Written problem 1
In the PS3 hacking thread, which chip does Erich Zann say provided PS2 compatibility?
Written problem 2
Return the part of the PS3 hacking thread from "## Erich Zann (Jan 26, 2010)" up to and including "UnderAnOpenSky (Jan 26, 2010)", word for word.
Written problem 3
Write the next part of the PS3 hacking thread, starting after its final line.

# PS3 hacked



## Ranbay (Jan 25, 2010)

was told about this last week, seems to have hit the news now


http://news.bbc.co.uk/1/hi/technology/8478764.stm


----------



## bmd (Jan 26, 2010)

Well that looks fairly simple.


----------



## stupid kid (Jan 26, 2010)

If this leads to a way to run game from a HDD that'd be mint, cos my blu-ray drive has died.


----------



## Kanda (Jan 26, 2010)

stupid kid said:


> If this leads to a way to run game from a HDD that'd be mint, cos my blu-ray drive has died.



How you gonna get the game onto your HDD then?


----------



## Erich Zann (Jan 26, 2010)

Early days yet. He _said_ he's hacked it but that doesn't mean it's true. Maybe he's an attention seeker - who admittedly hacked the iFone.  He says that his hack will allow you to play PS2 games, but this seems unlikely as the PS2 compatibility was provided by the 'emotion engine' a chip that sony took out of the later PS3s.


----------



## UnderAnOpenSky (Jan 26, 2010)

Kanda said:


> How you gonna get the game onto your HDD then?



Torrent?


----------



## Addy (Jan 26, 2010)

Erich Zann said:


> Early days yet. He _said_ he's hacked it but that doesn't mean it's true. Maybe he's an attention seeker - who admittedly hacked the iFone. He says that his hack will allow you to play PS2 games, but this seems unlikely as the PS2 compatibility was provided by the 'emotion engine' a chip that sony took out of the later PS3s.


 
But surely playing PS2 games from an emulator wouldn't be a problem.


----------



## Addy (Jan 26, 2010)

Kanda said:


> How you gonna get the game onto your HDD then?


 
File transfer.


----------



## wreckhead (Jan 26, 2010)

I posted this in computers/OSs the other day by accident 

If someone writes/ports a decent version of XBMC or something like it then the PS3 will become the awesome device that it should be.


----------



## Erich Zann (Jan 27, 2010)

Stored data
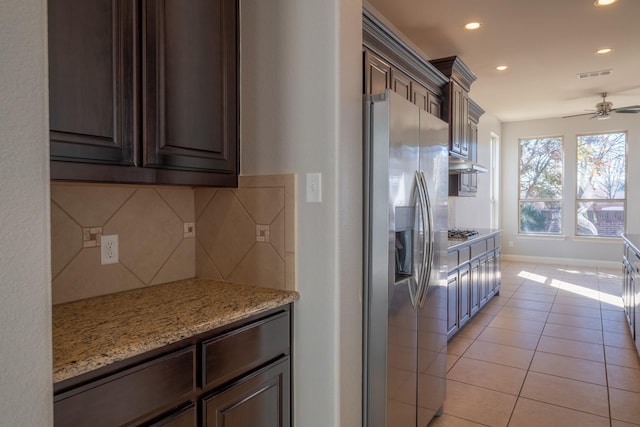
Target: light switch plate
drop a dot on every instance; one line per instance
(109, 249)
(314, 187)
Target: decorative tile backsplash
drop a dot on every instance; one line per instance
(241, 235)
(246, 235)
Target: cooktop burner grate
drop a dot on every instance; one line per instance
(460, 234)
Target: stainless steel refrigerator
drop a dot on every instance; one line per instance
(406, 183)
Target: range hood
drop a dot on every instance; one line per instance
(457, 165)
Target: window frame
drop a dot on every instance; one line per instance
(577, 201)
(560, 201)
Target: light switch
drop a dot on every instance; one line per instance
(314, 187)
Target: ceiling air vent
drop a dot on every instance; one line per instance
(590, 74)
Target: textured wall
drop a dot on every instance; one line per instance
(25, 306)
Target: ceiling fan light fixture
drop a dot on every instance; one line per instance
(604, 2)
(604, 51)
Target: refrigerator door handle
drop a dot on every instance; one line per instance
(429, 241)
(424, 214)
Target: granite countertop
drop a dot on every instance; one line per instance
(483, 233)
(95, 332)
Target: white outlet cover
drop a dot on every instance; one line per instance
(109, 249)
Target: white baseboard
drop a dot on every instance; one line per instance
(562, 261)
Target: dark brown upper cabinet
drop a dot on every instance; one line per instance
(144, 92)
(456, 103)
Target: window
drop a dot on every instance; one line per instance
(540, 196)
(601, 190)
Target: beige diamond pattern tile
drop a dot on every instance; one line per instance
(226, 231)
(277, 234)
(205, 267)
(180, 264)
(145, 245)
(261, 267)
(66, 239)
(90, 205)
(84, 278)
(202, 197)
(181, 200)
(263, 204)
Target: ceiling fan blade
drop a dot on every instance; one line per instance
(577, 115)
(629, 109)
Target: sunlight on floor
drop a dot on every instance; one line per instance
(614, 300)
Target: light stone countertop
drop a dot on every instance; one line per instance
(95, 332)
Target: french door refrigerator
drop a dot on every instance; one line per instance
(405, 217)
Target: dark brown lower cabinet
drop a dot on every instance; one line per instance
(259, 400)
(234, 376)
(474, 278)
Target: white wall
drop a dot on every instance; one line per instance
(26, 393)
(475, 212)
(568, 247)
(301, 112)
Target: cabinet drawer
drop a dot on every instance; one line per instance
(131, 394)
(452, 260)
(491, 243)
(463, 255)
(478, 249)
(231, 355)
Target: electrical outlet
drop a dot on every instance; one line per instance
(109, 249)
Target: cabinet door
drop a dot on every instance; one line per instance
(187, 417)
(455, 110)
(190, 96)
(475, 286)
(377, 74)
(260, 400)
(458, 120)
(92, 81)
(464, 114)
(435, 105)
(401, 84)
(465, 298)
(452, 303)
(420, 96)
(484, 283)
(490, 274)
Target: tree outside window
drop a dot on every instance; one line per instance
(601, 184)
(540, 196)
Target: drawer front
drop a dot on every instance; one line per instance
(491, 243)
(131, 394)
(478, 249)
(231, 355)
(452, 260)
(463, 255)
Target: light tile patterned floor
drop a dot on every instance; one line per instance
(553, 349)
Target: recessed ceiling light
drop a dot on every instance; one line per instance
(604, 51)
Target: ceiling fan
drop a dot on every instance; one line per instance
(605, 108)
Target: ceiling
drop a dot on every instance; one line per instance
(545, 43)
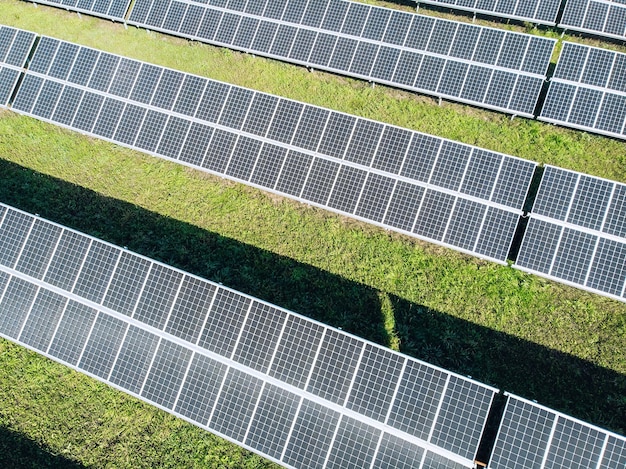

Expected output 1
The 'emotion engine', a chip that Sony took out of the later PS3s.

Expected output 2
## Erich Zann (Jan 26, 2010)

Early days yet. He _said_ he's hacked it but that doesn't mean it's true. Maybe he's an attention seeker - who admittedly hacked the iFone.  He says that his hack will allow you to play PS2 games, but this seems unlikely as the PS2 compatibility was provided by the 'emotion engine' a chip that sony took out of the later PS3s.


----------



## UnderAnOpenSky (Jan 26, 2010)

Expected output 3
Addy said:


> But surely playing PS2 games from an emulator wouldn't be a problem.


#


The only currently available emulators are for the PC and they are dev ones at best. Of course i'd be happy to see a PS2 emulator for the PS3 as it would mean i could play all my old games.

although
http://gamer.blorge.com/2009/09/23/...ity-for-ps3-confirmed-from-leaked-sega-notes/


----------



## tendo (Jan 28, 2010)

stupid kid said:


> If this leads to a way to run game from a HDD that'd be mint, cos my blu-ray drive has died.



You can get replacement lasers for them. Only £90, a right bargain.


----------



## stupid dogbot (Jan 28, 2010)

tendo said:


> You can get replacement lasers for them. Only £90, a right bargain.



You can get the whole new drive for that.


----------



## kyser_soze (Jan 28, 2010)

HOW TO FIX IT

http://www.consoleparts4u.co.uk/ps3-24-c.asp?gclid=CNOesMSEx58CFUYB4wodzFmTWg DRIVE ASSEMBLEY FOR £62


----------



## stupid dogbot (Jan 28, 2010)

Man shoulda put a clean tshirt on... :s


----------



## kyser_soze (Jan 28, 2010)

Hey, he's showing you how to repair a PS3. You can't expect clean laundry and (probably) good personal hygeine.


----------



## stupid dogbot (Jan 28, 2010)

When I took mine apart, I didn't sweat like that. And I smelled great.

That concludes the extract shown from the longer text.